:: Task input ::
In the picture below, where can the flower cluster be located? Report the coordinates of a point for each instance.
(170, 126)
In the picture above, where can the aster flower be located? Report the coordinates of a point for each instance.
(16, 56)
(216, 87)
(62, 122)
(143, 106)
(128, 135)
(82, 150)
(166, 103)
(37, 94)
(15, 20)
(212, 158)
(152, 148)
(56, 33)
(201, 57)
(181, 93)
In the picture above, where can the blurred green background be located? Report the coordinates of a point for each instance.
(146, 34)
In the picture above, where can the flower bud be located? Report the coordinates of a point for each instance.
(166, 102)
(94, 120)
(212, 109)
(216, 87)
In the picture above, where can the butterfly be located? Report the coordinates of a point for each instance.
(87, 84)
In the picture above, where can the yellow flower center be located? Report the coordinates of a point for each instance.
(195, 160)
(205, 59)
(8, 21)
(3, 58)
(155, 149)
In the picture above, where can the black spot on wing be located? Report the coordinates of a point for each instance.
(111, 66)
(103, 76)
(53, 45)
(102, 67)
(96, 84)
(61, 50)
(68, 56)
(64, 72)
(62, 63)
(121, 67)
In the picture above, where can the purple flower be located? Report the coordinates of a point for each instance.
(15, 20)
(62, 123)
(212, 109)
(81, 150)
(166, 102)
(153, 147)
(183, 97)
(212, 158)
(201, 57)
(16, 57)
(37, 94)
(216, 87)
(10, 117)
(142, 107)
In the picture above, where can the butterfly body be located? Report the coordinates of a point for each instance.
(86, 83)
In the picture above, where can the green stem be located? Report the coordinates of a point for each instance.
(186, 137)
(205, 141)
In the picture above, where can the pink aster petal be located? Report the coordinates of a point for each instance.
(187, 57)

:: To do ::
Extract all of the data shown above without alteration.

:: Expected answer ::
In the picture below, where can the flower cluster be located? Report the coordinates of a point for each instance.
(170, 126)
In the picture above, where can the aster flower be located? Report the coordinates of a point for each instance.
(16, 56)
(216, 87)
(62, 122)
(143, 106)
(128, 135)
(82, 150)
(166, 103)
(37, 94)
(15, 20)
(212, 158)
(152, 148)
(56, 33)
(201, 57)
(181, 93)
In the picture above, where can the blurred green background be located? Report the coordinates of a point for each instance.
(146, 34)
In the picture above, where can the flower bud be located? Report the coordinates of a point for each instance.
(166, 102)
(94, 120)
(212, 109)
(216, 87)
In the picture above, where can the butterfly be located? Report the coordinates of a point for each instance.
(87, 84)
In the picture above, where can the yellow flower center be located? Report the coordinates of a point for each instance.
(195, 160)
(205, 59)
(8, 21)
(3, 58)
(155, 149)
In the picture above, where can the black spot on wing be located? Report the coordinates of a point for each instance.
(111, 66)
(103, 76)
(53, 45)
(102, 67)
(96, 84)
(61, 50)
(68, 56)
(64, 72)
(62, 63)
(121, 67)
In the picture above, where can the purple flower be located? Report the coordinates of a point for each instance.
(15, 20)
(62, 123)
(212, 109)
(81, 150)
(166, 102)
(153, 147)
(183, 97)
(212, 158)
(201, 57)
(16, 57)
(37, 94)
(216, 87)
(10, 117)
(142, 107)
In the picture above, where can the butterfly body be located? Report the coordinates of a point for each instance.
(86, 83)
In the picture above, where can the green stem be located? Report the coordinates of a point for each instance.
(186, 137)
(205, 141)
In the picture above, where can the pink aster petal be located? Report the coordinates of a point for each instance.
(187, 57)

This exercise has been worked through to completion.